▸ **Required work**
Transcribe the data underneath exactly, keeping every word in place.

▸ **Given data**
===

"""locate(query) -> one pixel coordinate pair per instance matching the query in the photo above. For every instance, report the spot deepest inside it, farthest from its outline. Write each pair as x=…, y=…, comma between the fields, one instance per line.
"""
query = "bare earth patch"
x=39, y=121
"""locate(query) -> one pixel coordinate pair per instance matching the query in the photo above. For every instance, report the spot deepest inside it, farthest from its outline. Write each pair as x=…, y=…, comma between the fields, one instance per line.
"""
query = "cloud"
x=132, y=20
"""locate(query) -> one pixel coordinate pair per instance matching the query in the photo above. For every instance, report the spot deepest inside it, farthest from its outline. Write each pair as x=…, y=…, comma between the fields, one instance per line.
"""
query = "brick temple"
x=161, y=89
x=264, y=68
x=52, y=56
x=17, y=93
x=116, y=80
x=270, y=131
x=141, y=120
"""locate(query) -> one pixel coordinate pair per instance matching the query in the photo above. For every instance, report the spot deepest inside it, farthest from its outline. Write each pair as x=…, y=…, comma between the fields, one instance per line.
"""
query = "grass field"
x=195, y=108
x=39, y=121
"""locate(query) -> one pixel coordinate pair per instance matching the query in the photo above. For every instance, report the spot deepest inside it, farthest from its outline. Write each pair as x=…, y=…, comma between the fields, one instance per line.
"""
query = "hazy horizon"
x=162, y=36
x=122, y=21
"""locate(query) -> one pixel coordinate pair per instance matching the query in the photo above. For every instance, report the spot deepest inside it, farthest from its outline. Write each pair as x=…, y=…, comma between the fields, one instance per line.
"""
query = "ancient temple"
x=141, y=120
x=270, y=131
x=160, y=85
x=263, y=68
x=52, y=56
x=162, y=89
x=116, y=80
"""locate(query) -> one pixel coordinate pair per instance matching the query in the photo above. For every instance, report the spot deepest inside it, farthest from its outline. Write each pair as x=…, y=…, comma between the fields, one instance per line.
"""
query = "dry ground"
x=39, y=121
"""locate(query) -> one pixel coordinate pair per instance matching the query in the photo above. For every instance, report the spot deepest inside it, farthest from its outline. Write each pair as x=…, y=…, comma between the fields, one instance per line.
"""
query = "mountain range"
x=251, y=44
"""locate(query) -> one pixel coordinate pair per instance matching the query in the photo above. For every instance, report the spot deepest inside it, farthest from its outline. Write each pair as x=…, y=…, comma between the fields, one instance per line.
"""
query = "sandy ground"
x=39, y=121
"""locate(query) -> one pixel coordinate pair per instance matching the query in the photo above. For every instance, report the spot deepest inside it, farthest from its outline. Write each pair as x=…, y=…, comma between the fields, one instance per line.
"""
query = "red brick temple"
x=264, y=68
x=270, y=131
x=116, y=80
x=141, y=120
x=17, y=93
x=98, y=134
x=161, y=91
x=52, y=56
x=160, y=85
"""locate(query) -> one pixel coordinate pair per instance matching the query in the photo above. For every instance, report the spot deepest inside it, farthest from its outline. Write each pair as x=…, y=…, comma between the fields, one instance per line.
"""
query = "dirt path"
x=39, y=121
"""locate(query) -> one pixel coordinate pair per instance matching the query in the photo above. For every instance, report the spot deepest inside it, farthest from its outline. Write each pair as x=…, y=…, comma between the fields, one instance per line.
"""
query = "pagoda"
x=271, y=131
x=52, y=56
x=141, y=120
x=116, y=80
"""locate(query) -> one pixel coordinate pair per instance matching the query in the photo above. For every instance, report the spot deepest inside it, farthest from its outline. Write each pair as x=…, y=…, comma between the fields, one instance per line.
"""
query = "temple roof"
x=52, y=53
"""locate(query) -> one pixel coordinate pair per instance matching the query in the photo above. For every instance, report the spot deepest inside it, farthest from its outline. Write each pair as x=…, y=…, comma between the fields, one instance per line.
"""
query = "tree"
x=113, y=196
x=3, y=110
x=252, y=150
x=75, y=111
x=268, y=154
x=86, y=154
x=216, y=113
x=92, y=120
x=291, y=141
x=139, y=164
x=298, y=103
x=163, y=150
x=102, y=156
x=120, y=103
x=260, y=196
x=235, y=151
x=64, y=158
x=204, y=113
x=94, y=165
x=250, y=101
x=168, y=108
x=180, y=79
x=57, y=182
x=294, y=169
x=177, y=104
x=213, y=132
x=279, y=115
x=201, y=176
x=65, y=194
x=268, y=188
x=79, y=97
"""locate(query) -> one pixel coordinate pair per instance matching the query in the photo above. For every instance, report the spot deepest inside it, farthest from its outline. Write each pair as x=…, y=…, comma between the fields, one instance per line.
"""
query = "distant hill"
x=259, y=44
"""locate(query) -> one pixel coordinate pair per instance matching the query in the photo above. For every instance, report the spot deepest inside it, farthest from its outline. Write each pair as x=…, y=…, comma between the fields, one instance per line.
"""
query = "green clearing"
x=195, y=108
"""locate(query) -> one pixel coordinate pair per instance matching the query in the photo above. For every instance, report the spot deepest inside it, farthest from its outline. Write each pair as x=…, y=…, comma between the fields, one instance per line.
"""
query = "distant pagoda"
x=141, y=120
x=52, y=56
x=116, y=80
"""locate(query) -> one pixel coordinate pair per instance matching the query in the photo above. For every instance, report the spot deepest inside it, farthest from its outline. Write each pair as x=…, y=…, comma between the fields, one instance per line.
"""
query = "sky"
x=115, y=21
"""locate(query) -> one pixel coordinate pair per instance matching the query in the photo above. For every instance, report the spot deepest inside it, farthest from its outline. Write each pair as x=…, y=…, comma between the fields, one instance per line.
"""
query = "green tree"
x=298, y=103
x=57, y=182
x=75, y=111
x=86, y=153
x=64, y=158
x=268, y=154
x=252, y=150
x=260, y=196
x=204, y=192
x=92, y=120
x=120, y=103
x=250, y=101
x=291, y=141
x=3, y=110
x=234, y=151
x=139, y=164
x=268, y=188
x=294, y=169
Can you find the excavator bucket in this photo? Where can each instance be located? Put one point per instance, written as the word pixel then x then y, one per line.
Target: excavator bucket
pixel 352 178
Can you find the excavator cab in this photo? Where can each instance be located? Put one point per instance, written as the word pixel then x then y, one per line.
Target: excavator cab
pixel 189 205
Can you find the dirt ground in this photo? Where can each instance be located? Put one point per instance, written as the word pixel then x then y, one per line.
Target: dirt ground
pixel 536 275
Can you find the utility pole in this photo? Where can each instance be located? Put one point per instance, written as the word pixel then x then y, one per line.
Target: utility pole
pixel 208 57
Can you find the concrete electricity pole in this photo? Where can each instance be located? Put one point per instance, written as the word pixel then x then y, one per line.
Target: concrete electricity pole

===

▸ **Answer to this problem**
"""locate(query) -> one pixel coordinate pair per instance matching the query in the photo above. For every instance, report the spot deepest inside it, farthest from its outline. Write each pair as x=…, y=…, comma between the fields, one instance per line.
"""
query = "bare earth patch"
x=39, y=121
"""locate(query) -> one pixel coordinate pair per instance matching the query in the photo above. For every instance, report the spot deepest inside it, farthest from its outline. Write each pair as x=…, y=…, comma between the fields, one instance per line.
"""
query = "cloud"
x=132, y=20
"""locate(query) -> one pixel coordinate pair per instance matching the query in the photo above. For every instance, report the spot deepest inside it, farthest from its outline. Write each pair as x=…, y=…, comma between the fields, one instance per line.
"""
query = "brick temple"
x=161, y=89
x=264, y=68
x=52, y=56
x=17, y=93
x=116, y=80
x=270, y=131
x=141, y=120
"""locate(query) -> one pixel coordinate pair per instance matching the query in the photo above. For every instance, report the spot deepest inside it, farthest from its outline. Write each pair as x=…, y=…, comma between the fields, one instance per line.
"""
query = "grass field"
x=195, y=108
x=39, y=121
"""locate(query) -> one pixel coordinate pair per instance matching the query in the photo above. For every instance, report the spot deepest inside it, farthest from its outline. Write each pair as x=…, y=…, comma between the fields, one instance per line.
"""
query = "hazy horizon"
x=162, y=36
x=122, y=21
"""locate(query) -> one pixel coordinate pair per instance matching the query in the photo above. For every instance, report the spot deepest inside it, farthest from its outline. Write each pair as x=…, y=…, comma between the fields, one instance per line.
"""
query = "ancient temple"
x=141, y=120
x=270, y=131
x=160, y=85
x=263, y=68
x=52, y=56
x=162, y=89
x=116, y=80
"""locate(query) -> one pixel coordinate pair per instance matching the query in the photo above. For every instance, report the spot deepest inside it, farthest from its outline. Write each pair as x=…, y=…, comma between the fields, one instance per line.
"""
query = "dry ground"
x=39, y=121
"""locate(query) -> one pixel coordinate pair per instance matching the query in the photo above. For every instance, report the spot deepest inside it, farthest from its outline. Write each pair as x=…, y=…, comma between the fields, one instance per line.
"""
query = "mountain range"
x=251, y=44
"""locate(query) -> one pixel coordinate pair per instance matching the query in the photo above. For every instance, report the spot deepest inside it, farthest from its outline. Write each pair as x=…, y=…, comma between the fields, one instance per line.
"""
query = "sandy ground"
x=39, y=121
"""locate(query) -> one pixel coordinate pair per instance matching the query in the photo above. For every instance, report the spot deepest inside it, farthest from its outline. Write each pair as x=…, y=…, comma between the fields, one instance per line.
"""
query = "red brick temple"
x=264, y=68
x=270, y=131
x=116, y=80
x=141, y=120
x=17, y=93
x=98, y=134
x=161, y=91
x=52, y=56
x=160, y=85
"""locate(query) -> one pixel coordinate pair per instance matching the query in the photo above. For every instance, report the spot deepest inside it, farthest from its outline. Write each pair as x=…, y=…, comma between the fields, one instance per line.
"""
query = "dirt path"
x=39, y=121
"""locate(query) -> one pixel coordinate pair per instance matching the query in the photo above. For every instance, report the spot deepest inside it, farthest from its outline. Write each pair as x=…, y=…, comma between the fields, one instance per line.
"""
query = "pagoda"
x=271, y=131
x=52, y=56
x=141, y=120
x=116, y=80
"""locate(query) -> one pixel coordinate pair per instance matching the query in the photo above. For every instance, report the spot deepest inside it, farthest from its outline. Write each pair as x=…, y=…, comma between the fields, one instance per line.
"""
query = "temple roof"
x=52, y=53
"""locate(query) -> one pixel coordinate pair per instance matching the query in the photo above. For every instance, report the spot deepest inside it, farthest from its outline. Write each pair as x=…, y=…, comma between the fields, one instance per line.
"""
query = "tree"
x=113, y=196
x=3, y=110
x=252, y=150
x=75, y=111
x=268, y=154
x=86, y=154
x=216, y=113
x=92, y=120
x=291, y=141
x=139, y=164
x=298, y=103
x=163, y=150
x=102, y=156
x=120, y=103
x=260, y=196
x=235, y=151
x=64, y=158
x=204, y=113
x=94, y=165
x=250, y=101
x=168, y=108
x=180, y=79
x=57, y=182
x=294, y=169
x=177, y=104
x=213, y=132
x=279, y=115
x=201, y=176
x=65, y=194
x=268, y=188
x=79, y=97
"""locate(query) -> one pixel coordinate pair per instance matching the query in the photo above. For every instance, report the spot deepest inside it, farthest from its outline. Write each pair as x=…, y=…, comma between the fields, one instance per line.
"""
query = "distant hill"
x=259, y=44
"""locate(query) -> one pixel coordinate pair per instance matching the query in the photo above. For every instance, report the spot deepest inside it, farthest from its outline. Write each pair as x=…, y=…, comma between the fields, one instance per line.
"""
query = "green clearing"
x=195, y=108
"""locate(query) -> one pixel coordinate pair per instance matching the query in the photo above. For every instance, report the spot deepest inside it, farthest from its outline. Write each pair as x=…, y=…, comma between the fields, one instance per line.
"""
query = "distant pagoda"
x=141, y=120
x=52, y=56
x=116, y=80
"""locate(query) -> one pixel coordinate pair per instance matching the query in the photo above. For every instance, report the spot deepest inside it, farthest from its outline. Write each pair as x=…, y=…, comma between the fields, one instance per line.
"""
query = "sky"
x=115, y=21
"""locate(query) -> one pixel coordinate pair per instance matching the query in the photo above. For every instance, report the spot deepest inside it, farthest from its outline. Write each pair as x=…, y=…, comma between the fields, one instance per line.
"""
query = "green tree"
x=298, y=103
x=57, y=182
x=75, y=111
x=86, y=153
x=64, y=158
x=268, y=154
x=252, y=150
x=260, y=196
x=204, y=192
x=92, y=120
x=120, y=103
x=250, y=101
x=291, y=141
x=3, y=110
x=234, y=151
x=139, y=164
x=268, y=188
x=294, y=169
Can you find the excavator bucket in this photo? Where can each instance be located? Put one point per instance, written as the word pixel then x then y, one per line.
Target: excavator bucket
pixel 352 178
Can you find the excavator cab in this photo? Where can each instance be located? Put one point per instance, written as the word pixel then x then y, one per line.
Target: excavator cab
pixel 189 205
Can you find the dirt ground in this photo? Where can each instance be located? Put one point per instance, written as the word pixel then x then y, one per line.
Target: dirt ground
pixel 536 275
Can you find the utility pole in this photo? Where can each instance be located? Put one point per instance, written as the word pixel then x then y, one per line.
Target: utility pole
pixel 208 57
Can you find the concrete electricity pole in this photo? Where can each instance be located? Put one point per instance, written as the word pixel then x then y, one per line.
Target: concrete electricity pole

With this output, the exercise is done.